**TEXT SHOWN**
## BEGIN

Try to poke holes in it and it’s harder than you might think. You would actually rather see (at least, I’d rather see) the USG issue a bunch of perps than to rely more on TIPS, or issue floaters (as they’ve been pushing for). The risk is much more right-way round. You could say – for that reason – ‘who would buy these things right now at anything resembling a low yield?’ but that’s an empirical question, not a reason not to try it at all.

Or you can try a thought experiment as follows: suppose N years have gone by and USG has been relying significantly on perps for its funding. Now there are a huge face amount of outstanding perps and the USG is paying $X billion/year just to service them. Does this start to become a political problem? How will perps look ‘optically’ at that time? Will populist politicians start griping ‘why should we pay these fat cat perp holders forever, for doing nothing? It’s not like we owe them any money because they didn’t loan any!’ Does this lead to pressure to repudiate or ‘restructure’ them? (And therefore, for this reason, do people shy away from them now?) But again, this is a sort of double-hypothetical as a reason for not doing something. This danger could be lessened if the Treasury does their issuance ‘intelligently’, and has an active and intelligently-managed buyback program. (Hmm, can we assume that?)

## END

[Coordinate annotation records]
## BEGIN

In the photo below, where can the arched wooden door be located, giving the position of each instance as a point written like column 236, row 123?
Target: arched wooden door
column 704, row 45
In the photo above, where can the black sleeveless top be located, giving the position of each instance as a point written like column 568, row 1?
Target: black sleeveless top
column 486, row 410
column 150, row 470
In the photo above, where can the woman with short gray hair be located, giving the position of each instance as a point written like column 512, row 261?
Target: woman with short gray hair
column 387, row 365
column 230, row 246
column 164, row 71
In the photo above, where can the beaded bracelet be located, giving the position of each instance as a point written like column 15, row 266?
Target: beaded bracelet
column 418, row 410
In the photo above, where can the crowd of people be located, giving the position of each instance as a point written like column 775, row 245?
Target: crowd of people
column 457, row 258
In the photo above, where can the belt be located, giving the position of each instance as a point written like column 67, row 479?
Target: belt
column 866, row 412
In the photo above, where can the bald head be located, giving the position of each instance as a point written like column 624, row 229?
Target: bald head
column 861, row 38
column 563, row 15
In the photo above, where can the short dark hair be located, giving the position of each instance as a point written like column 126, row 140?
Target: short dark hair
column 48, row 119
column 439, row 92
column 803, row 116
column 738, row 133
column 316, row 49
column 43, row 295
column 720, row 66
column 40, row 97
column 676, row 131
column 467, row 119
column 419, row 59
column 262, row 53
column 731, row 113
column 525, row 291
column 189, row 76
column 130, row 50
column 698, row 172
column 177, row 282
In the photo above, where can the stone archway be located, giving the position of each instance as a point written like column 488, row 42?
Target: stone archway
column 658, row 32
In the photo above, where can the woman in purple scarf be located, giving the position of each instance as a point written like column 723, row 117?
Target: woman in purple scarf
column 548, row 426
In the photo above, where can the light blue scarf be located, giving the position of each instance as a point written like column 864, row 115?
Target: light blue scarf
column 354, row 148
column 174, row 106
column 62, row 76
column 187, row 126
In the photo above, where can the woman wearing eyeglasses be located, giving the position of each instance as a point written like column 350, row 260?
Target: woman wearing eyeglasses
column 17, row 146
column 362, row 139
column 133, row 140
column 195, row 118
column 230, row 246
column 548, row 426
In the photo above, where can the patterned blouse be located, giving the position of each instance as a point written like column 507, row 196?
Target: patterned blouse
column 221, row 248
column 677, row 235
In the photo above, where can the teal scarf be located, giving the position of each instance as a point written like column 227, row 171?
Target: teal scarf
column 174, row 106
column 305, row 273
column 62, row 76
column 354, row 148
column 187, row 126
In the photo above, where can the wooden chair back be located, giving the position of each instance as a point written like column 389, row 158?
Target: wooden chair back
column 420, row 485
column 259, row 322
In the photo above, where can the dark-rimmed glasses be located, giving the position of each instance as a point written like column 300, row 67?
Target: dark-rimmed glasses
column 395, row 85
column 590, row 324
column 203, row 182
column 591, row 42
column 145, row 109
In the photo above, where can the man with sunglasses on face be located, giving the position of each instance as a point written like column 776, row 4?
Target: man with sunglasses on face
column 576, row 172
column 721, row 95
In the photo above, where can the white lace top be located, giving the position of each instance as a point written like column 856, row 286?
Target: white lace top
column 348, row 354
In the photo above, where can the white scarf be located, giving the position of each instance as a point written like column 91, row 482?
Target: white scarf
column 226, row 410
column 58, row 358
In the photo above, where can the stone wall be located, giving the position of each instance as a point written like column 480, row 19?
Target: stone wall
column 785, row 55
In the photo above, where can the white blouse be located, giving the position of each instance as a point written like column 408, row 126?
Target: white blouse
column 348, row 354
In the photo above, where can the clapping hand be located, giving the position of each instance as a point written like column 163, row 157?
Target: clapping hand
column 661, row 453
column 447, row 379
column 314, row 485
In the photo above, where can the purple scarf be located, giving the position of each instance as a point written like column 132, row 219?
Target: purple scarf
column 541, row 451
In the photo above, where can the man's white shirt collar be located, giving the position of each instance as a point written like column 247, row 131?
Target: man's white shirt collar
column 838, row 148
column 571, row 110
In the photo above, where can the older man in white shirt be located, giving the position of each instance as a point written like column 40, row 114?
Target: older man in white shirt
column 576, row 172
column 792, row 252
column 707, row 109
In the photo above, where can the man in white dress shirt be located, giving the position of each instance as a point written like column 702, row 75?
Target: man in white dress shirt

## END

**CHALLENGES**
**1.** List the kinds of debt instrument that the passage on perps names as options the USG could issue or rely on.
**2.** Answer these from the passage on perps:
(a) What kind of question does the writer call "who would buy these things right now at anything resembling a low yield?"
(b) In the thought experiment, what has the USG been relying on significantly for its funding?
(c) What two things does the writer say could lessen the danger of pressure to repudiate or restructure?

**RESULTS FOR EACH TASK**
**1.**
perps
TIPS
floaters

**2.**
(a) An empirical question.
(b) Perps.
(c) The Treasury doing its issuance "intelligently" and having an active, intelligently managed buyback program.